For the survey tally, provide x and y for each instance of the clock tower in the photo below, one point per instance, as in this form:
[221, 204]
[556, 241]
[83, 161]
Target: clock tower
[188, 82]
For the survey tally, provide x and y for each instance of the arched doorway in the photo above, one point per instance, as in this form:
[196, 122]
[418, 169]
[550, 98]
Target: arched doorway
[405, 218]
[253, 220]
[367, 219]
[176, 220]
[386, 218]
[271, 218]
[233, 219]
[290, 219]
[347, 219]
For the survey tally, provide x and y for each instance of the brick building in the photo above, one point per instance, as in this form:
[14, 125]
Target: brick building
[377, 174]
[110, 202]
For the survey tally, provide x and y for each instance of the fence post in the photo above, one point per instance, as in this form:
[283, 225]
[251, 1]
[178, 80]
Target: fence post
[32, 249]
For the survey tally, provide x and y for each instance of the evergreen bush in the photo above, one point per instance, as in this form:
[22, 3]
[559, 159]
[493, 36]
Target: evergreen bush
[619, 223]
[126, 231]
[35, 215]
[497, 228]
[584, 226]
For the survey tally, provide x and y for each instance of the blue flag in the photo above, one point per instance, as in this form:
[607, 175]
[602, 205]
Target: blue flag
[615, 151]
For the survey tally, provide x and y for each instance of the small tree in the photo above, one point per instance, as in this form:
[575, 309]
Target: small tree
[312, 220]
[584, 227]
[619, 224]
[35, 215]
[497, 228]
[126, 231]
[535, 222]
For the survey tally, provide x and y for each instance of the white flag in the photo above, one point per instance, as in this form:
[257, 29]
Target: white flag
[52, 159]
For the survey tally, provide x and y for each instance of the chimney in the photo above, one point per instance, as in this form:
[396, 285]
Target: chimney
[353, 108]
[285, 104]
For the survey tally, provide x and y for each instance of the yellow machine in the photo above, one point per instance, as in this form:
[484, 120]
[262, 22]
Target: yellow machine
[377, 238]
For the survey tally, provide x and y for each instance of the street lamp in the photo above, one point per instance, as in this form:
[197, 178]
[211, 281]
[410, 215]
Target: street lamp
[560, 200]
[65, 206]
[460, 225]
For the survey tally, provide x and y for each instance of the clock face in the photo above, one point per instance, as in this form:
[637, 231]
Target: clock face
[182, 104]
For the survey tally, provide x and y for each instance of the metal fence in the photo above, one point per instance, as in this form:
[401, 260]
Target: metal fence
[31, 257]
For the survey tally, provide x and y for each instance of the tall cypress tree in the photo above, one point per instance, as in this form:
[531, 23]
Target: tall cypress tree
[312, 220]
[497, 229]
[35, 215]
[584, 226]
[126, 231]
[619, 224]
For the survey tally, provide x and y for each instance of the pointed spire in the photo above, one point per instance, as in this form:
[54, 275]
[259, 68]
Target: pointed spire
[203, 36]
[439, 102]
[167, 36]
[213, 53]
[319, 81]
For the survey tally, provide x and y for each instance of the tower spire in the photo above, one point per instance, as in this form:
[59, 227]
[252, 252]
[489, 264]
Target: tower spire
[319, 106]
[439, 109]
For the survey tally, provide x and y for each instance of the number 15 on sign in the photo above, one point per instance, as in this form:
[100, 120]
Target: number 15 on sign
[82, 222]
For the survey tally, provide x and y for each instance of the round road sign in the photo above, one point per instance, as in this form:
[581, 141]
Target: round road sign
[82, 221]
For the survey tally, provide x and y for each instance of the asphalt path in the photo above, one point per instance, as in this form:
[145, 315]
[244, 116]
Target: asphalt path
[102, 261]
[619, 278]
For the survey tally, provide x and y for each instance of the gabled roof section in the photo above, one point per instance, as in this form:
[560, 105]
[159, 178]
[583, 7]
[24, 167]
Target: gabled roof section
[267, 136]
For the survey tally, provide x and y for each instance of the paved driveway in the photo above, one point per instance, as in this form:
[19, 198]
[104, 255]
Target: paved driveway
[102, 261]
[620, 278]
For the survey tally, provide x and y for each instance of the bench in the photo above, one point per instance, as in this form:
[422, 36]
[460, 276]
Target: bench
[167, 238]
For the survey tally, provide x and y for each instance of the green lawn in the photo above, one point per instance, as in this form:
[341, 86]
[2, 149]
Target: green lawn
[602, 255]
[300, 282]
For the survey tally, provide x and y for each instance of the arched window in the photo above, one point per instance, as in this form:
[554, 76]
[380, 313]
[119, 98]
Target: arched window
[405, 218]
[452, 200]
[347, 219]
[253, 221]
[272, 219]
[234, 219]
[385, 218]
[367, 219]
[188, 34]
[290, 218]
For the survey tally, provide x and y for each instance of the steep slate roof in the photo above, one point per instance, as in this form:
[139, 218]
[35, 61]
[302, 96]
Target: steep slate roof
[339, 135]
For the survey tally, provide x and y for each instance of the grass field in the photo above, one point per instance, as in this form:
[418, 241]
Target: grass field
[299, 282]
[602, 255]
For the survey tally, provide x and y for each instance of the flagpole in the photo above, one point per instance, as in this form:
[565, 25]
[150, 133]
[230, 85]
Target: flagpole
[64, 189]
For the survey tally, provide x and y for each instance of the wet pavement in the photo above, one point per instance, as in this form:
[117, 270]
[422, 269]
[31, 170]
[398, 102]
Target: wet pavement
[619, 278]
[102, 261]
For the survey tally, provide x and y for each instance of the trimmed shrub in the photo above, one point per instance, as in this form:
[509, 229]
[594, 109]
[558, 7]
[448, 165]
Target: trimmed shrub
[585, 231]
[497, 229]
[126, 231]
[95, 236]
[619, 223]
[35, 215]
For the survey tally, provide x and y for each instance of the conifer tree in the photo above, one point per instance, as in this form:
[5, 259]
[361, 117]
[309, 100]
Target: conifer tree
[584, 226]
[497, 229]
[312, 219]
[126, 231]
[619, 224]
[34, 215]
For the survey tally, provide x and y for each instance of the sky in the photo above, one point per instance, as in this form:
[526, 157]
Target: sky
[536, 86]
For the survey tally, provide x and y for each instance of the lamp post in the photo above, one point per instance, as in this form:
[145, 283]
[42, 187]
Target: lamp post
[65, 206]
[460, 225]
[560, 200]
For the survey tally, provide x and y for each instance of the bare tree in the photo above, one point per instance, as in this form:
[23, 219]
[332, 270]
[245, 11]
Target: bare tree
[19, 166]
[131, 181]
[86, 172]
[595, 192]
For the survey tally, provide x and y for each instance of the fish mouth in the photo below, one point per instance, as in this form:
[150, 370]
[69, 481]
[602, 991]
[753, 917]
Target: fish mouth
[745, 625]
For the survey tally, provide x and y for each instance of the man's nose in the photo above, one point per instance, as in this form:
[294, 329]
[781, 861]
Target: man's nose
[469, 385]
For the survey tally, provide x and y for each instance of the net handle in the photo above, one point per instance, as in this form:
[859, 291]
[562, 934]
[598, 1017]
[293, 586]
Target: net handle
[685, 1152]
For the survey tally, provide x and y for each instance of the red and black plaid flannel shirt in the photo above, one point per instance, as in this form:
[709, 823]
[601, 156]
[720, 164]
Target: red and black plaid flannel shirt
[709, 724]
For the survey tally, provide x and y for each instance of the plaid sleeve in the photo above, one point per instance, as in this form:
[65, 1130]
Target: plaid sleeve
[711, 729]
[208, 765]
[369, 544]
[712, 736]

EXERCISE =>
What is the number of lines in the data above that include the word "below"? Answer with that number only.

EXERCISE RESPONSE =>
2